Each line that contains the word "query" counts once; give the total for the records below and nothing else.

Data items
+===+

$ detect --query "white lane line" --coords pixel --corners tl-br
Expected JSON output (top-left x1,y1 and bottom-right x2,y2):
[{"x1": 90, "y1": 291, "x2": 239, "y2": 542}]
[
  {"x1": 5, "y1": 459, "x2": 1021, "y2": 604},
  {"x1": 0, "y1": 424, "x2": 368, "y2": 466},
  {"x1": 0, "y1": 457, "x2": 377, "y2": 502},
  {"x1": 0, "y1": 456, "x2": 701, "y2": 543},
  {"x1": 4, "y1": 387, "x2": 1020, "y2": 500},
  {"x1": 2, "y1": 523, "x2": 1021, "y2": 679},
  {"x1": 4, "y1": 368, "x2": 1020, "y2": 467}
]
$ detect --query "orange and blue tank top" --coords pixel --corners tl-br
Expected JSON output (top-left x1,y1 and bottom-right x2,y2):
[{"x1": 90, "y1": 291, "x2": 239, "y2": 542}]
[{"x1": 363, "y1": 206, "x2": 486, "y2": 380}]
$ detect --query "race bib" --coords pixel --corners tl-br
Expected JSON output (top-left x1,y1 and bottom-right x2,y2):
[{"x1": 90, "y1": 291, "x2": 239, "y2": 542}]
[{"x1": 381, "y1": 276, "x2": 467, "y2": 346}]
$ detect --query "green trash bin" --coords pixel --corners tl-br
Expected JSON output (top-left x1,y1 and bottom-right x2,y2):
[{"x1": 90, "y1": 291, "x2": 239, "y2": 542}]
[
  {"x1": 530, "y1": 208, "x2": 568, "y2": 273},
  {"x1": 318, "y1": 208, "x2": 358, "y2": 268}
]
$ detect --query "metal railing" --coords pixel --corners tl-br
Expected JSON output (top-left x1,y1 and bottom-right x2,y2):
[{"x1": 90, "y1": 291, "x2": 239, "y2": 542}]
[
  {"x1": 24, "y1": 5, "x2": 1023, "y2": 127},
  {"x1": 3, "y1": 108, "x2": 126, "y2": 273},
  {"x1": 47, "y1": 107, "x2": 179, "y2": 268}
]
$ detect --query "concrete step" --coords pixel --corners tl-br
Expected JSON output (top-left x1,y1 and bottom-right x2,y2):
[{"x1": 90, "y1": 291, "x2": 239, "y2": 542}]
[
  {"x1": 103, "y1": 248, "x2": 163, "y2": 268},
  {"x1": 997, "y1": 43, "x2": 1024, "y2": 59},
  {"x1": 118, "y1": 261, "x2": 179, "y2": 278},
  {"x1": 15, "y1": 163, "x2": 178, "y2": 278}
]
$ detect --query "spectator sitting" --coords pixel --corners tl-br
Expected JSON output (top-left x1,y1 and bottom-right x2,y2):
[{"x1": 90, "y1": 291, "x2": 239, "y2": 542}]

+===+

Task response:
7